▸ **DATA SHOWN**:

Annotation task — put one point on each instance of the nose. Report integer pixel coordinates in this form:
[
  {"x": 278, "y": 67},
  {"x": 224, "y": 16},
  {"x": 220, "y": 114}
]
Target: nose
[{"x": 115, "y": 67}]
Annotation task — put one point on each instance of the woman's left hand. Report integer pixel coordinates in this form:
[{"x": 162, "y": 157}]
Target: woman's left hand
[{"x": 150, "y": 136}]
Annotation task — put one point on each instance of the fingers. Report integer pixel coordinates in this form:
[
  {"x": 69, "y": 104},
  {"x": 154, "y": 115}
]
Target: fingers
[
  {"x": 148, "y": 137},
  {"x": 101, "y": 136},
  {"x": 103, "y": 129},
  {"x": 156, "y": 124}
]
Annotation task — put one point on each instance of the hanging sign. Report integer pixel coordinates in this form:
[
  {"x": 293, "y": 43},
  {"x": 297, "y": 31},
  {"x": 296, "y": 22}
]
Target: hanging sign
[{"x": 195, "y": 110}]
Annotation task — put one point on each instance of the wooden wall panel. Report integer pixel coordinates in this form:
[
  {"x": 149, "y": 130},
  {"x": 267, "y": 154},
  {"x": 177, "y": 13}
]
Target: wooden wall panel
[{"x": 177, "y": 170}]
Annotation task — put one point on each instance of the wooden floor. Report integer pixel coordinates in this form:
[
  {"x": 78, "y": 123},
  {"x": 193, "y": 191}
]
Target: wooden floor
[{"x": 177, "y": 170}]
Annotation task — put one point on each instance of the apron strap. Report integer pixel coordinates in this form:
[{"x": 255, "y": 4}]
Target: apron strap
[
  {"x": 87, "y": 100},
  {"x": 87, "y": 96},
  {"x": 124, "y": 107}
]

▸ **TASK DIRECTIONS**: Reproduce the data above word for word, from the line with "of the hanging" through the last line of the data, including both ends.

▸ **TASK OUTPUT**:
Annotation task — put one point on each instance of the hanging sign. Report integer pixel coordinates in this form:
[
  {"x": 293, "y": 43},
  {"x": 297, "y": 31},
  {"x": 296, "y": 22}
]
Target: hanging sign
[{"x": 195, "y": 110}]
Annotation task — put one point on each instance of the wooden wall panel. Report integer pixel coordinates in this form:
[
  {"x": 149, "y": 130},
  {"x": 267, "y": 154},
  {"x": 177, "y": 13}
]
Target: wooden wall panel
[{"x": 177, "y": 170}]
Annotation task — put one point on each instance of the wooden floor. Report integer pixel coordinates in this form:
[
  {"x": 78, "y": 123},
  {"x": 193, "y": 191}
]
Target: wooden floor
[{"x": 177, "y": 170}]
Annotation task — put one point on each instance of the apron strap. Report integer pixel coordinates in this form:
[{"x": 255, "y": 4}]
Target: apron strap
[
  {"x": 87, "y": 100},
  {"x": 87, "y": 96},
  {"x": 124, "y": 107}
]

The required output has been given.